▸ **Material for this exercise**
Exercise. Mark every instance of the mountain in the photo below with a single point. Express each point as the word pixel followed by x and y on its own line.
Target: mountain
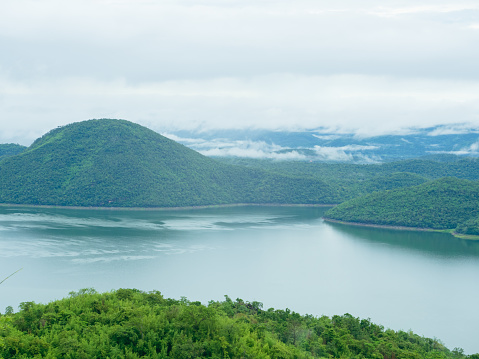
pixel 10 149
pixel 116 163
pixel 129 323
pixel 447 203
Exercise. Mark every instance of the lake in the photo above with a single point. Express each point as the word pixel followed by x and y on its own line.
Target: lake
pixel 285 257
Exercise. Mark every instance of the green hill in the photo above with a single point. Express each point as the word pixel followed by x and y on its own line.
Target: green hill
pixel 10 149
pixel 129 323
pixel 440 204
pixel 117 163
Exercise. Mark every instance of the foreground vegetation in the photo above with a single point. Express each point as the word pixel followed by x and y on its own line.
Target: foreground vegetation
pixel 128 323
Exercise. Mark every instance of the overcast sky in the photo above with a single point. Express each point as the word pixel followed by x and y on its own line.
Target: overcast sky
pixel 367 66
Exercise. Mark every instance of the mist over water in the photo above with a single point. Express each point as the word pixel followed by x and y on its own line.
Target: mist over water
pixel 285 257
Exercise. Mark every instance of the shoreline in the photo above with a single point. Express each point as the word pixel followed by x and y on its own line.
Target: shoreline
pixel 10 205
pixel 371 225
pixel 469 237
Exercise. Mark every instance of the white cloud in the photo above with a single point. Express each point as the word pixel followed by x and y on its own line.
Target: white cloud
pixel 345 65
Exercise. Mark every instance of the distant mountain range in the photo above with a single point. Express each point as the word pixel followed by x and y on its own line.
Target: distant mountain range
pixel 322 145
pixel 116 163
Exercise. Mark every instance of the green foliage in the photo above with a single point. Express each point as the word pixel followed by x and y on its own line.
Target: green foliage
pixel 116 163
pixel 129 323
pixel 10 149
pixel 439 204
pixel 469 227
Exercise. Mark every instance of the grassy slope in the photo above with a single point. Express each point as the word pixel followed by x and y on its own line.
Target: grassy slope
pixel 119 163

▸ **Assigned task**
When the line with "Target: overcast sky" is reached in the data above, start copying there, and copy each line exactly until the line with "Exercise. Mark every instance of the distant" has been copied; copy nothing else.

▸ **Response to the exercise**
Target: overcast sky
pixel 367 66
Exercise. Mark every instance of the mist over water in the photo above with a single point. Express each point as the word pixel followed by x and y on its own line.
Target: mist over water
pixel 285 257
Exercise. Mark every instance of the shoreline in the photo above with a single point. Express each point as the word pixel followed by x and y on its own line.
Target: shoreline
pixel 10 205
pixel 371 225
pixel 469 237
Exercise. Mark every instance of the white cloud in the photo above with a single point. Express each point as the word pixel followed by x and y on its own line.
Target: white cloud
pixel 345 65
Exercise. Mark every instance of the distant mountain range in the photo above with a single point. Express each point as the word pixel followed by x and y on its own line.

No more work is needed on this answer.